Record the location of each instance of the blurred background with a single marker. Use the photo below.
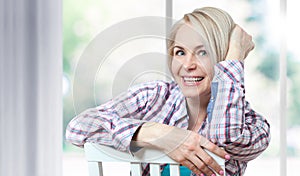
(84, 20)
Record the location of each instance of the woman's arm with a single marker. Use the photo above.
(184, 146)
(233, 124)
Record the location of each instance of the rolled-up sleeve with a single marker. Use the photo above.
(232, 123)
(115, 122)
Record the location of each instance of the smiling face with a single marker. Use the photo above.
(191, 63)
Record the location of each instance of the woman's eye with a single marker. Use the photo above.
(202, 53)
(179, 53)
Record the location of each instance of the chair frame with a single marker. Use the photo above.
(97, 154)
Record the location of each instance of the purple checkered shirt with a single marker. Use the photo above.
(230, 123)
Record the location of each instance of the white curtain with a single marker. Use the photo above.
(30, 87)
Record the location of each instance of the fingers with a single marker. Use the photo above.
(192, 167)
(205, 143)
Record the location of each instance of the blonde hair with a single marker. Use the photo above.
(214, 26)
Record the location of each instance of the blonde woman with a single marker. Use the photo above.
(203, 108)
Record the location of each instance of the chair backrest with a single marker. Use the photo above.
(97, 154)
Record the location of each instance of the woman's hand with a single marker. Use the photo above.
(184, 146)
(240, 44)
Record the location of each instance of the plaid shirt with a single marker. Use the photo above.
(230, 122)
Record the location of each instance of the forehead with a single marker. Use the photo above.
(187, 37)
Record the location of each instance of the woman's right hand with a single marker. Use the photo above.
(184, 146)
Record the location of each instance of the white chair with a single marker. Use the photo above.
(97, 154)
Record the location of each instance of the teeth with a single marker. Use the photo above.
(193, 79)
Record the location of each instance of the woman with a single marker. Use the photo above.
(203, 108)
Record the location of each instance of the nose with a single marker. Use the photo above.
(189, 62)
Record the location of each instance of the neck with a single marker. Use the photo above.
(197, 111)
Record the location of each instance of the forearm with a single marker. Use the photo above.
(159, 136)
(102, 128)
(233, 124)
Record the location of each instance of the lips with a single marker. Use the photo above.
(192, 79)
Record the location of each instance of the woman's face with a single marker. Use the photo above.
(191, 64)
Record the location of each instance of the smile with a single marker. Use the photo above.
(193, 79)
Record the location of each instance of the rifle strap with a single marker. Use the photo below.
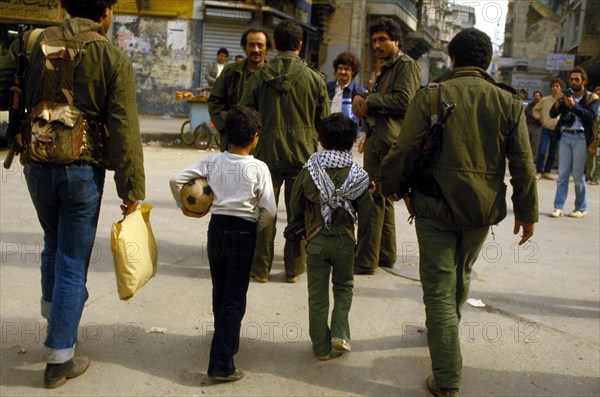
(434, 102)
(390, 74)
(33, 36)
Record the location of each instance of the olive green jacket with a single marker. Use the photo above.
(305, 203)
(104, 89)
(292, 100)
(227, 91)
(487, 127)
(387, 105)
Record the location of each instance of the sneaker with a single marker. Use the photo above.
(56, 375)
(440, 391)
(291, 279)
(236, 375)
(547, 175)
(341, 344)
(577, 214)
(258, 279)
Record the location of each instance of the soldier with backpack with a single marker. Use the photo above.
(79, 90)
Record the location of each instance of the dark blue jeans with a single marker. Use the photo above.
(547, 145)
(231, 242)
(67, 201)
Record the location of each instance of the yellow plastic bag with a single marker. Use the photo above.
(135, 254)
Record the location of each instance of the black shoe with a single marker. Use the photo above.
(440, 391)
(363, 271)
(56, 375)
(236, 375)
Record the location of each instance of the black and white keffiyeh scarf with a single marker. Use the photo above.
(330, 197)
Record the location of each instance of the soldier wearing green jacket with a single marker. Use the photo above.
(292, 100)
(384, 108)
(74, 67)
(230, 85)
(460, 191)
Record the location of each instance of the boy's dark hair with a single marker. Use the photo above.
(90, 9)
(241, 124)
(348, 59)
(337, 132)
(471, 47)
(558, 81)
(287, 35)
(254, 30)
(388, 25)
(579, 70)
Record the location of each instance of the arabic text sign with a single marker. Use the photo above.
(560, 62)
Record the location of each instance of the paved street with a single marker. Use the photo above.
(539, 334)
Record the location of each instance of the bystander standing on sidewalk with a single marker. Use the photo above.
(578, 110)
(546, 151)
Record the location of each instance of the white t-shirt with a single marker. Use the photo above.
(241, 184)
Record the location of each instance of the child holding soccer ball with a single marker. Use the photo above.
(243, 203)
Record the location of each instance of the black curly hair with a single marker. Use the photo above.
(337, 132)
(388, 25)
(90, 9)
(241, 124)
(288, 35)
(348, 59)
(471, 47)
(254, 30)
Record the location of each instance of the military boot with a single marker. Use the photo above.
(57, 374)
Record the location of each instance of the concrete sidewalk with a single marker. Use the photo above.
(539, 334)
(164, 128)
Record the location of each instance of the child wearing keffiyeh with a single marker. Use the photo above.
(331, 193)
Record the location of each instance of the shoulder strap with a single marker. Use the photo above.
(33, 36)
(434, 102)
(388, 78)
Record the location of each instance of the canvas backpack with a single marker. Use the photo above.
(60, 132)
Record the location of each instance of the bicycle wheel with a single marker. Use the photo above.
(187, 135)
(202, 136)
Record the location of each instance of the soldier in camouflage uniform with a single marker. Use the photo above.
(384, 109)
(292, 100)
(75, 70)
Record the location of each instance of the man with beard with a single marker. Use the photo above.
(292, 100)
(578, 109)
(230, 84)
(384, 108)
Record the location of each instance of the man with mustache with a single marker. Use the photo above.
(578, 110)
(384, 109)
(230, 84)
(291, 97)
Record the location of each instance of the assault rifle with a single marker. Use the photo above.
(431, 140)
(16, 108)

========================================================================

_Description of the task_:
Using the records above, retype everything exactly except the pictures.

_Answer section_:
Record the location of each instance of the blurred background with a single marker. Use the photo below.
(84, 20)
Record the location of each instance of the woman's arm with a single marker. Use the photo above.
(184, 146)
(233, 124)
Record the location of each instance of the rolled-up sleeve with a single marker. Use the photo above.
(232, 123)
(115, 122)
Record the location of each instance of the smiling face with a single marker. Use the photo above.
(191, 63)
Record the location of each instance of the woman's eye with a single marker. Use the photo above.
(202, 53)
(179, 53)
Record the location of each instance of the chair frame with a single marker. Use the photo above.
(97, 154)
Record the location of each instance of the purple checkered shirt with a single marker. Use the photo above.
(230, 123)
Record the location of each instance of the white curtain with a single marker. Use the photo above.
(30, 87)
Record the location of each instance of the fingers with a single marker. Use the photo above.
(192, 167)
(205, 143)
Record the location of each instance of the blonde hair with a single marker. Use the photo above.
(214, 26)
Record the location of each instance of the blonde woman with a single marker. Use the photo above.
(203, 108)
Record the location of each instance of the chair backrest with a single marker. Use the photo above.
(97, 154)
Record the location of each instance of the woman's hand with a single marker. Use the photo above.
(184, 146)
(240, 44)
Record the location of each instance of the plaid shirt with a single marker. Use the photo above.
(230, 122)
Record the location of each instance of the forehead with a single marker. Use the photo above.
(187, 37)
Record the location of each instance of the woman's right hand with a single marker. Use the photo above.
(184, 146)
Record the location of each instance of the white chair with a single marker. Use the photo above.
(97, 154)
Record the location of each instance of the teeth with a single marker. Use the photo above.
(193, 79)
Record the location of each instance of the woman with a single marker. Use the photo above.
(203, 108)
Record the location of each instance of the nose with a single marker. Use the photo above.
(189, 62)
Record the location of each instance of the neck with a single marker. Use the photo above.
(197, 111)
Record the location of each instance of the forearm with a single marker. Use the photo above.
(159, 136)
(102, 128)
(233, 124)
Record the location of each instance of the lips with a single marker. Use the photo above.
(192, 79)
Record the location of each instance of the woman's face with a single marker. Use the photo above.
(191, 64)
Record the location of each instance of the smile with a single marker. Use the photo above.
(193, 79)
Record the location of each instance of the rifle strap with a single marker. Use the photo below.
(434, 102)
(390, 74)
(33, 36)
Record the location of each instance of the olive green jacket with a single marker. Use the photo above.
(305, 203)
(104, 89)
(292, 100)
(227, 91)
(487, 127)
(387, 105)
Record the location of each instance of the sneaker with a single marker. Use the photo above.
(56, 375)
(440, 391)
(291, 279)
(236, 375)
(547, 175)
(341, 344)
(577, 214)
(258, 279)
Record the location of each instance of the soldier with backpack with a single marker. Use the photo above.
(79, 90)
Record the location of each instance of the dark blue jeans with a single marker. Use the photo above.
(547, 145)
(231, 242)
(67, 201)
Record the location of each instance of the yellow plastic bag with a single marker. Use the photo above.
(135, 254)
Record the location of each instance of the black shoe with a single marker. Use the photo above.
(440, 391)
(363, 271)
(56, 375)
(236, 375)
Record the location of each instance of the black and white keffiyeh scarf with a single marker. Use the photo above.
(330, 197)
Record the location of each instance of the soldier wearing green jacket with a single marker. Use the photo above.
(292, 100)
(384, 108)
(74, 67)
(230, 85)
(460, 191)
Record the location of each instance of the boy's dark hair with a single marker. Use the photo above.
(90, 9)
(241, 124)
(348, 59)
(337, 132)
(471, 47)
(558, 81)
(287, 35)
(254, 30)
(388, 25)
(579, 70)
Record the location of each instance of the arabic text sign with a single marker. Use the photo above.
(560, 62)
Record the location of each instance of the paved street with a single marker. Use the photo above.
(539, 334)
Record the location of each instance of the bystander standing on sidewalk with a single marker. Use the photo above.
(578, 110)
(546, 151)
Record the location of each instance of the white t-shirt with a single marker. Use the photo above.
(241, 184)
Record the location of each instance of the child holding soccer ball with a single marker. Use the photo above.
(243, 203)
Record the location of each instance of the black curly hair with a single marker. Use the photo above.
(337, 132)
(388, 25)
(90, 9)
(241, 124)
(288, 35)
(348, 59)
(471, 47)
(254, 30)
Record the location of each instance of the military boot with a single marker. Use the photo above.
(57, 374)
Record the location of each instance of the concrete sidewalk with a single marker. Use the photo above.
(539, 334)
(164, 128)
Record the location of each instance of the child wearing keffiyeh with a single marker. Use the photo above.
(331, 193)
Record the location of each instance of the shoulder strap with a single marker. Use the photo above.
(33, 36)
(434, 102)
(388, 78)
Record the location of each instance of the canvas backpack with a single marker. Use the photo above.
(60, 132)
Record the location of each instance of the bicycle wheel with a single marker. Use the photo above.
(187, 135)
(202, 136)
Record the location of each instance of the soldier in camouflage uniform with a single marker. Use the photo above.
(384, 109)
(292, 100)
(75, 70)
Record the location of each instance of the man with beard with a single marker. Use the photo above.
(292, 100)
(578, 109)
(230, 84)
(384, 108)
Record the location of each instance of the man with mustache with a single marker. Use the photo above.
(578, 110)
(384, 109)
(230, 84)
(291, 97)
Record the location of each instance of the assault rifle with a single marker. Use the photo above.
(431, 140)
(16, 108)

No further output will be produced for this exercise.